### Exercise inputs
>>>

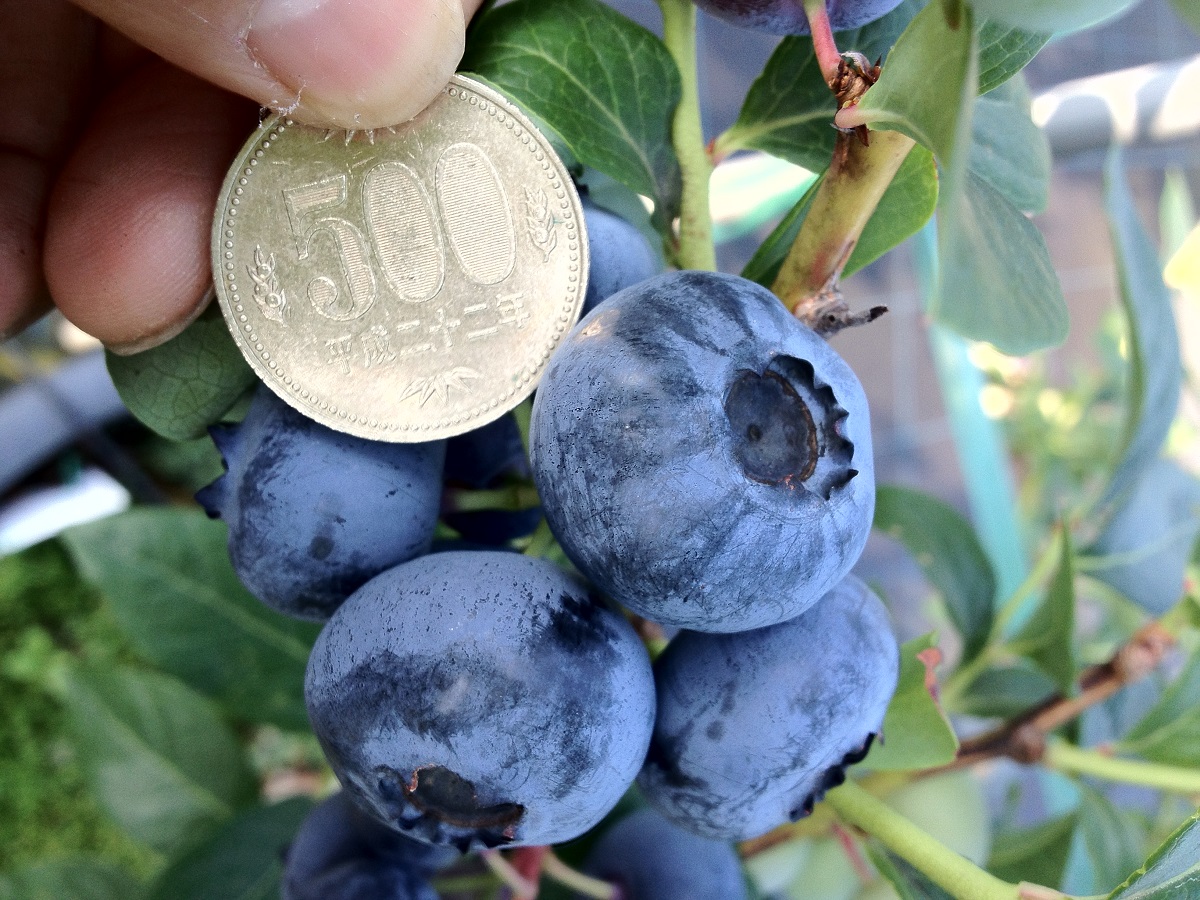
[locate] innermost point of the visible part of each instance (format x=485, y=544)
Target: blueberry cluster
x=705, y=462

<<<
>>>

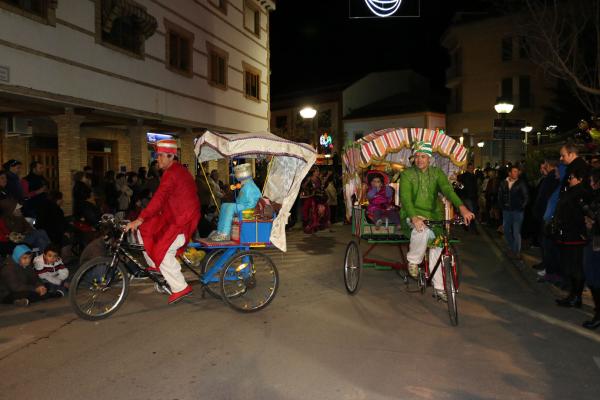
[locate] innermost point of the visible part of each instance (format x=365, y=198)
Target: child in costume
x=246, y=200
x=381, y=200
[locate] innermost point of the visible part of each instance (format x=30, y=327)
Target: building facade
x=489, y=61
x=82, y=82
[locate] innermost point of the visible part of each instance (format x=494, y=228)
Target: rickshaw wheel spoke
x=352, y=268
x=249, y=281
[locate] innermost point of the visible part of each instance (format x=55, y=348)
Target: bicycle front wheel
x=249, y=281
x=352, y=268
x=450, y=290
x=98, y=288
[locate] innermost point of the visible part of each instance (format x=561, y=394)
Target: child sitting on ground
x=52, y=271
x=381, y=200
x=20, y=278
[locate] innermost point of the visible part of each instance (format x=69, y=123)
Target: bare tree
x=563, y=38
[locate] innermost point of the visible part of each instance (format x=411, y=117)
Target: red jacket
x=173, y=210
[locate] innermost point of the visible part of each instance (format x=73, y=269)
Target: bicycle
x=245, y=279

<<<

### Goal
Rewrite the records from the line containing "(format x=485, y=544)" through the line containing "x=705, y=462", both lines included, with "blueberry cluster" renamed to "grape cluster" and nothing else altered.

### Solved exercise
[locate] innermost point of the visible part of each instance (format x=485, y=544)
Target: grape cluster
x=705, y=462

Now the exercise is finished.